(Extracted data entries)
* * * * *
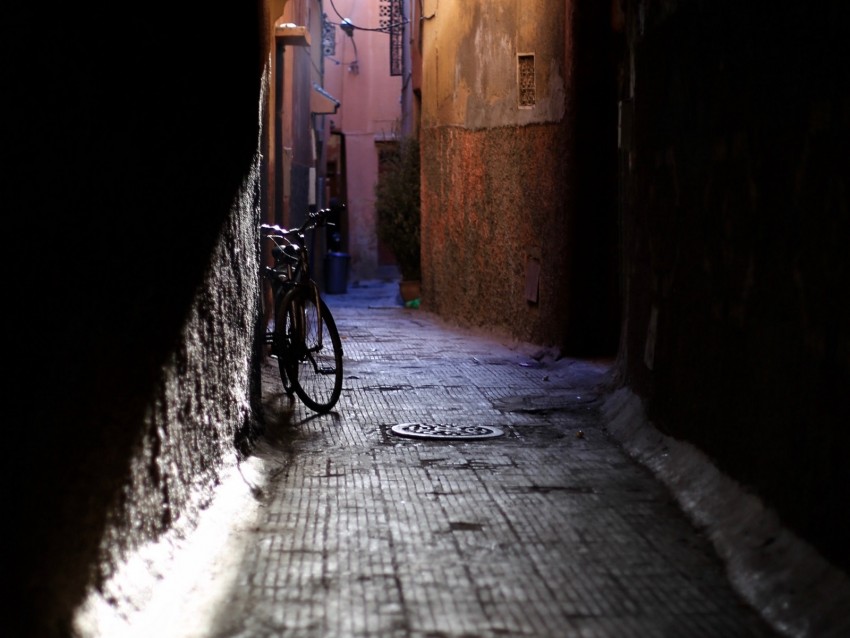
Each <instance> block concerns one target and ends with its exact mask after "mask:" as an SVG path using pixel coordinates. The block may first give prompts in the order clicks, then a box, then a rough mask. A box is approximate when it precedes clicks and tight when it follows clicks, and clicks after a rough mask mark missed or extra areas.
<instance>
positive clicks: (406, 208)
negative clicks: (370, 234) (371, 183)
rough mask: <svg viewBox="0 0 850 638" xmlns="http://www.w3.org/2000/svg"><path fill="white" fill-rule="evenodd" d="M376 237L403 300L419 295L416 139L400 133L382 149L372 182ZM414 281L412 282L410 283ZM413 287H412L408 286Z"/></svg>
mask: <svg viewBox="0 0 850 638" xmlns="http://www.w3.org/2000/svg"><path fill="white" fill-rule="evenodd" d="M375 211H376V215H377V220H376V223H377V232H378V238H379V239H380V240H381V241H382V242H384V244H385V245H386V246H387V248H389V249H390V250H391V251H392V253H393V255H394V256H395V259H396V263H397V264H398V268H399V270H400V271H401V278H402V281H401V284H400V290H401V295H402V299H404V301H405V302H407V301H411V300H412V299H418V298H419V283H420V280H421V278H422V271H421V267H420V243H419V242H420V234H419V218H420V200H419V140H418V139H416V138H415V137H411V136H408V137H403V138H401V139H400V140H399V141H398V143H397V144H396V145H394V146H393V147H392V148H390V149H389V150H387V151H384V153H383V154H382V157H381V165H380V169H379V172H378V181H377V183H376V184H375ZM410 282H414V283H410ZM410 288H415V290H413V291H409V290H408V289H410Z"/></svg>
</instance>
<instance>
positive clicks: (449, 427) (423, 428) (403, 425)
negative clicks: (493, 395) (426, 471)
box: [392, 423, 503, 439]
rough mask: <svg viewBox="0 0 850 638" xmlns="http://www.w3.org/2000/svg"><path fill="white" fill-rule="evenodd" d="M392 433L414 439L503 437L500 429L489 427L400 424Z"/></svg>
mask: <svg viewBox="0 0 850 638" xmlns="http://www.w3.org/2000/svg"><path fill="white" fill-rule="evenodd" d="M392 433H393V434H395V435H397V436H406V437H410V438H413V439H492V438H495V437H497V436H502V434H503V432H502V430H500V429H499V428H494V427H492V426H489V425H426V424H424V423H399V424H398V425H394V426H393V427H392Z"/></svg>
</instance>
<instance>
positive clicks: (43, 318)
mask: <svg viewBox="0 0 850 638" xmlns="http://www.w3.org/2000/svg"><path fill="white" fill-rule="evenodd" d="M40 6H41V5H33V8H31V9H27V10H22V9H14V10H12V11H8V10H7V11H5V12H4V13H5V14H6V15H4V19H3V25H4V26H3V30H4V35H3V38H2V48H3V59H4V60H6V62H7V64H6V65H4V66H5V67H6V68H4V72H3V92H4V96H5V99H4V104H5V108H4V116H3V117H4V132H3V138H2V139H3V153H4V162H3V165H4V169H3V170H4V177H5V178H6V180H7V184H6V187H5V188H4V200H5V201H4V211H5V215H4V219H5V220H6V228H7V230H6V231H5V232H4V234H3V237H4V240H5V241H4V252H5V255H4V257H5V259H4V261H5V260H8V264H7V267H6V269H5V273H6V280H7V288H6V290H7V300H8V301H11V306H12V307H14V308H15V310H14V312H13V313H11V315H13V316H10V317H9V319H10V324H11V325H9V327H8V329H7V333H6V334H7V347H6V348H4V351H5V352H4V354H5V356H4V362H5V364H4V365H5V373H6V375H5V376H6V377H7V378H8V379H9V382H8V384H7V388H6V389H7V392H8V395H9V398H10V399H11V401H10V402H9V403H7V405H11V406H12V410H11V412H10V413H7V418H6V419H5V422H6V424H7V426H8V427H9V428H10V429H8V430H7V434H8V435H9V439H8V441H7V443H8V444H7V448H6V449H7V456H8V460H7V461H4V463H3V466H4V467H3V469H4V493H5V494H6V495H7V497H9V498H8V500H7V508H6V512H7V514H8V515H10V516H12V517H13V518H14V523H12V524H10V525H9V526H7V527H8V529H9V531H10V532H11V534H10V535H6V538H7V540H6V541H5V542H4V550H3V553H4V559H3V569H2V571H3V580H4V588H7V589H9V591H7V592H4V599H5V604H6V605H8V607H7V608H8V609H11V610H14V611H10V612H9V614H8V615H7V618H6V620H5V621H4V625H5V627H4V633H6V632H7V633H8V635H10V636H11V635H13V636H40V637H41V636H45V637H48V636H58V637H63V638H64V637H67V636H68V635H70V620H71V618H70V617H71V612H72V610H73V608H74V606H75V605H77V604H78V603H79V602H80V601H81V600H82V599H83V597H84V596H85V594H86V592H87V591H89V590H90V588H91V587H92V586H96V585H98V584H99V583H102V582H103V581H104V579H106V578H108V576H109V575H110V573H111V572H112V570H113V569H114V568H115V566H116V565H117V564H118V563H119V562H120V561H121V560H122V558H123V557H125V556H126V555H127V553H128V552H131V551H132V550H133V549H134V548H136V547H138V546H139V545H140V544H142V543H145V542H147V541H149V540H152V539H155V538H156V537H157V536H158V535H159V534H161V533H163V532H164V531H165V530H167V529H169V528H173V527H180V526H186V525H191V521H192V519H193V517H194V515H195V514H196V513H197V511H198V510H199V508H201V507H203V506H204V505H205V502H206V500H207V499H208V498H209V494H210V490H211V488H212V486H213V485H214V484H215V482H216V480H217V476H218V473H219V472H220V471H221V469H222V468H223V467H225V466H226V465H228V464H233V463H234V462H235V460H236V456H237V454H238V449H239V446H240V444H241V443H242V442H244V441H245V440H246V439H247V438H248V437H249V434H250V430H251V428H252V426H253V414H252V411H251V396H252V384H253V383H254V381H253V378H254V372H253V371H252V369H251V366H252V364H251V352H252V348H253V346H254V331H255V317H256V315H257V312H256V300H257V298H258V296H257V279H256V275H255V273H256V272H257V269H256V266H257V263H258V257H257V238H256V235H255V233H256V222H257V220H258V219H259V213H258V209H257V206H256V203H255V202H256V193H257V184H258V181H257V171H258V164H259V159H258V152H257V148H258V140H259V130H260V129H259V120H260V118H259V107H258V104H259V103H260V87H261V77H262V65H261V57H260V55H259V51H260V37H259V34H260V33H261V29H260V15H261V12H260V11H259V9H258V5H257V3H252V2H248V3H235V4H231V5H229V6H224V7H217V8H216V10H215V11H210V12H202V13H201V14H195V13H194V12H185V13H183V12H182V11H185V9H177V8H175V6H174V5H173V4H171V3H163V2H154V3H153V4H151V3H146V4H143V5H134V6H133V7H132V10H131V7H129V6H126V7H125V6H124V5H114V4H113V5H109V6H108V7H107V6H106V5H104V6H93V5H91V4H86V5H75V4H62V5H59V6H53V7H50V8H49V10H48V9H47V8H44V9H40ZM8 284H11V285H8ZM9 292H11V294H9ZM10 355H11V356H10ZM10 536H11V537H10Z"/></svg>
* * * * *
_Directions_
Copy out every line of the listing that contains the string "negative".

_Response to this exercise_
negative clicks: (370, 234) (371, 183)
negative clicks: (493, 395) (426, 471)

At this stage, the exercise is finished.